** Start **
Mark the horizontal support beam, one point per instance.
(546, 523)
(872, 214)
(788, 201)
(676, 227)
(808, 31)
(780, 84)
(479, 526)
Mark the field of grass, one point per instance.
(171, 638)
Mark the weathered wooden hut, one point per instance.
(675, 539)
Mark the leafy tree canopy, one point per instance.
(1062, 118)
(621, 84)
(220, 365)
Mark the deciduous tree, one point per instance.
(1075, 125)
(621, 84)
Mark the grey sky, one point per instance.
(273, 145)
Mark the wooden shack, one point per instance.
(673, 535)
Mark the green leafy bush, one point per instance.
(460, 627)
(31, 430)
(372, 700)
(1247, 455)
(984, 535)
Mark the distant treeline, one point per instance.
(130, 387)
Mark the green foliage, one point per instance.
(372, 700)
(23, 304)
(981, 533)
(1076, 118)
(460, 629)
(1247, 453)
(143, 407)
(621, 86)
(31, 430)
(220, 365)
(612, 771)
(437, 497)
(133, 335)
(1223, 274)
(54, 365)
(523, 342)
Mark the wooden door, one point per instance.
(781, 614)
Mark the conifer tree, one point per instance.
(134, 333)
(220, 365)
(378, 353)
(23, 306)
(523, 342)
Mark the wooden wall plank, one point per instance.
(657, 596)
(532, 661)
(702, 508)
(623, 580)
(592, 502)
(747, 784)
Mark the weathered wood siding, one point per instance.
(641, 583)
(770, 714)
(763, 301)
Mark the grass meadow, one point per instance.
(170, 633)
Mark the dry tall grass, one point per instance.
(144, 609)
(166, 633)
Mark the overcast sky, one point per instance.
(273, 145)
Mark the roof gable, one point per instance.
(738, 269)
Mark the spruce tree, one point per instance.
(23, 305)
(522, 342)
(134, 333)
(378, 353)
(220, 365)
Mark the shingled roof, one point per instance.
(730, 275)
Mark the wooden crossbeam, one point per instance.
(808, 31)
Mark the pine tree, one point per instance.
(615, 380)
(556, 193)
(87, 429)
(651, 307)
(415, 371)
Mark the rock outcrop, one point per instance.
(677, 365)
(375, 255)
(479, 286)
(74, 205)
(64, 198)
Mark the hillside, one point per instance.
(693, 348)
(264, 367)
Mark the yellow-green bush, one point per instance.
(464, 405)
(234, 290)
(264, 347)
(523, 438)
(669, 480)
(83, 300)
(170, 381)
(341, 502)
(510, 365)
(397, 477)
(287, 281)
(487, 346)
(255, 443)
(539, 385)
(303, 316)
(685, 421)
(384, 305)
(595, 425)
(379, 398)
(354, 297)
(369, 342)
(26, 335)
** End **
Objective => Recast every line of the items above as a Markdown table with the columns "Row" and "Line", numbering each row and leaving out blank lines.

Task solution =>
| Row | Line |
|---|---|
| 1 | Mark the horizontal support beam, one point per instance. |
| 2 | (546, 523) |
| 3 | (872, 214) |
| 4 | (788, 201) |
| 5 | (676, 227) |
| 6 | (808, 31) |
| 7 | (780, 84) |
| 8 | (479, 526) |
| 9 | Mark the field of grass, one point per instance. |
| 10 | (171, 638) |
| 11 | Mark the weathered wooden hut, one point per instance. |
| 12 | (675, 539) |
| 13 | Mark the leafy tree canopy, one point per instance. |
| 14 | (1062, 118) |
| 15 | (621, 84) |
| 16 | (220, 365) |
| 17 | Mark the deciduous tree, one point per instance. |
| 18 | (1075, 125) |
| 19 | (621, 84) |
| 20 | Mark the grey sky, one point per instance. |
| 21 | (273, 145) |
| 22 | Mark the wooden shack, one point per instance. |
| 23 | (673, 535) |
| 24 | Mark the green leafy bush, one point per instance. |
| 25 | (460, 627) |
| 26 | (31, 430) |
| 27 | (372, 700) |
| 28 | (1247, 455) |
| 29 | (984, 535) |
| 30 | Mark the distant treeline, one point per instance. |
| 31 | (130, 387) |
| 32 | Mark the green foliage, one point per instance. |
| 33 | (372, 700) |
| 34 | (23, 304) |
| 35 | (981, 533) |
| 36 | (1076, 118) |
| 37 | (460, 629) |
| 38 | (1247, 453) |
| 39 | (143, 407) |
| 40 | (621, 86) |
| 41 | (31, 430) |
| 42 | (220, 365) |
| 43 | (612, 771) |
| 44 | (437, 497) |
| 45 | (133, 335) |
| 46 | (1223, 274) |
| 47 | (54, 365) |
| 48 | (523, 342) |
| 49 | Mark the wooden door, one point per instance. |
| 50 | (781, 614) |
| 51 | Mark the conifer tree, one point per instance. |
| 52 | (134, 333) |
| 53 | (220, 365) |
| 54 | (378, 353) |
| 55 | (23, 306) |
| 56 | (523, 342) |
| 57 | Mark the wooden wall plank, one point per instance. |
| 58 | (657, 596) |
| 59 | (532, 661) |
| 60 | (702, 508) |
| 61 | (623, 580) |
| 62 | (592, 502) |
| 63 | (747, 784) |
| 64 | Mark the weathered wood siding, one point per instance. |
| 65 | (641, 583) |
| 66 | (770, 714) |
| 67 | (763, 301) |
| 68 | Mark the grass meadow, one point per instance. |
| 69 | (170, 633) |
| 70 | Mark the dry tall grass, one point per instance. |
| 71 | (144, 609) |
| 72 | (166, 633) |
| 73 | Mark the overcast sky, one point per instance. |
| 74 | (273, 145) |
| 75 | Mark the roof gable, one point per instance. |
| 76 | (738, 269) |
| 77 | Mark the spruce tree, one point per instance. |
| 78 | (23, 305) |
| 79 | (522, 342) |
| 80 | (134, 333) |
| 81 | (378, 353) |
| 82 | (220, 365) |
| 83 | Mark the shingled roof, one point per instance. |
| 84 | (730, 275) |
| 85 | Mark the wooden crossbeam, one point per instance. |
| 86 | (808, 31) |
| 87 | Mark the pine tree, one point per instance. |
| 88 | (615, 380) |
| 89 | (556, 193) |
| 90 | (87, 429) |
| 91 | (651, 307) |
| 92 | (415, 371) |
| 93 | Mark the rock outcrop, one point per instance. |
| 94 | (677, 365) |
| 95 | (375, 255) |
| 96 | (479, 286) |
| 97 | (74, 205) |
| 98 | (64, 198) |
| 99 | Mark the hillside, one point per instance. |
| 100 | (693, 348) |
| 101 | (264, 367) |
| 102 | Mark the yellow-green bush, one point per instance. |
| 103 | (464, 405) |
| 104 | (234, 290) |
| 105 | (264, 347) |
| 106 | (523, 438) |
| 107 | (669, 480) |
| 108 | (83, 300) |
| 109 | (170, 381) |
| 110 | (341, 502) |
| 111 | (510, 365) |
| 112 | (397, 477) |
| 113 | (287, 281) |
| 114 | (487, 346) |
| 115 | (255, 443) |
| 116 | (539, 385) |
| 117 | (303, 316) |
| 118 | (685, 421) |
| 119 | (384, 305) |
| 120 | (595, 425) |
| 121 | (379, 398) |
| 122 | (354, 297) |
| 123 | (369, 342) |
| 124 | (26, 335) |